# Adding a new bathroom outlet



## DrDave (Dec 30, 2009)

I am re-modeling a hall bathroom that previously had no outlets.  Can I just replace the light switch (which is only 20" from the vanity top) with a new switch/outlet combo or must I make new outlets near the mirrors and if so, where to put them (top? bottom? side?)


----------



## JoeD (Dec 30, 2009)

It depends on how the switch is wired and what else is on the circuit. The switch could be a switch loop with no neutral.
Bathroom receptacles are required to be 20 amp circuit with only bathroom stuff on them. Since this is a modification you must meet the current code. So if the circuit is less than 20 amps or there are other items that are outside the bathroom on the circuit then you can't do it. You need to run a new circuit from the panel.


----------



## granite-girl (Dec 30, 2009)

I was wandering about that also.  How do you know how many amps are on the circuit & if anything else is on that circuit ?  I guess I could look at my panel thingie, I have an old fashioned circuit breaker w/ screw in amps...  I think they are all 30 amps though.

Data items

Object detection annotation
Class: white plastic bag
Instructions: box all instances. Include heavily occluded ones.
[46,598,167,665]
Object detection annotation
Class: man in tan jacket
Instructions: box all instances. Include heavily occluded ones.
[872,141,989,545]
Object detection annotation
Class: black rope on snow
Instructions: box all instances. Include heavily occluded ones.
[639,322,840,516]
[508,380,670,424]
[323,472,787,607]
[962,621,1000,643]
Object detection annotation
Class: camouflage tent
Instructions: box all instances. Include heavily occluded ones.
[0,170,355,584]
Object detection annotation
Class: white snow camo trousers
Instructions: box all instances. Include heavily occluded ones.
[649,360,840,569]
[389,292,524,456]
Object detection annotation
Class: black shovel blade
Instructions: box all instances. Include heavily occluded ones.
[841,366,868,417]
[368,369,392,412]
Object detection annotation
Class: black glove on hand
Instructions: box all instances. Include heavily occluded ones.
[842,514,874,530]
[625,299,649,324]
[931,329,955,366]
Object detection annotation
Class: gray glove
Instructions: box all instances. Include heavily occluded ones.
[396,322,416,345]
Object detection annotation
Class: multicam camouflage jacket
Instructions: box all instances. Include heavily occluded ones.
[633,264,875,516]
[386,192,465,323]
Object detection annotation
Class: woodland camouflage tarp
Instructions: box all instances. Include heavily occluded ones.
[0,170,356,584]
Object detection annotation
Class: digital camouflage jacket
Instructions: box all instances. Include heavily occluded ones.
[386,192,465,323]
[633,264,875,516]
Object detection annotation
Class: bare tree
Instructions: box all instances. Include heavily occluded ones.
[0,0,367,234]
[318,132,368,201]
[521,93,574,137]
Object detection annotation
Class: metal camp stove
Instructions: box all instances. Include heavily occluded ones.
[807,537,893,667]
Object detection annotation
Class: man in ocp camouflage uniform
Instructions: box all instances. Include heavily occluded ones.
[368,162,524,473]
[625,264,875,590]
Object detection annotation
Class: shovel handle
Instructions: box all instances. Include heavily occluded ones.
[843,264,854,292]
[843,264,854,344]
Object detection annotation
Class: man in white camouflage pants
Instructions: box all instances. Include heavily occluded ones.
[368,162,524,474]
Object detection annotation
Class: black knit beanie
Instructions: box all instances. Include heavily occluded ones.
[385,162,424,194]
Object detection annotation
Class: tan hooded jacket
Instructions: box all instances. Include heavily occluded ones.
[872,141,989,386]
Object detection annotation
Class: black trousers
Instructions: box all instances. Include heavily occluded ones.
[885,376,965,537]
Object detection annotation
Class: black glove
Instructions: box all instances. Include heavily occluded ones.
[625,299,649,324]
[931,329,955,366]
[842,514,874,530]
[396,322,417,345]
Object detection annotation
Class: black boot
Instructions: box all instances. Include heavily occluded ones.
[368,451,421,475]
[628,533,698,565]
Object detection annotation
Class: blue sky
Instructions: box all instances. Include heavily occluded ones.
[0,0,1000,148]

*Written tasks*.
1. According to the bathroom outlet thread, are these statements true? Answer yes or no for each and quote the words from the thread that decide it.
(a) Bathroom receptacles must be on a 20 amp circuit that serves only the bathroom.
(b) The hall bathroom had two outlets before the remodel.
(c) granite-girl thinks her breakers are all 15 amps.
2. Return the entries from their first line through the line containing "[872,141,989,545]", with both ends included.
The entries are unrelated to the bathroom outlet thread.

*Response list*.
1.
(a) Yes: "Bathroom receptacles are required to be 20 amp circuit with only bathroom stuff on them."
(b) No: "I am re-modeling a hall bathroom that previously had no outlets."
(c) No: "I think they are all 30 amps though."

2.
Object detection annotation
Class: white plastic bag
Instructions: box all instances. Include heavily occluded ones.
[46,598,167,665]
Object detection annotation
Class: man in tan jacket
Instructions: box all instances. Include heavily occluded ones.
[872,141,989,545]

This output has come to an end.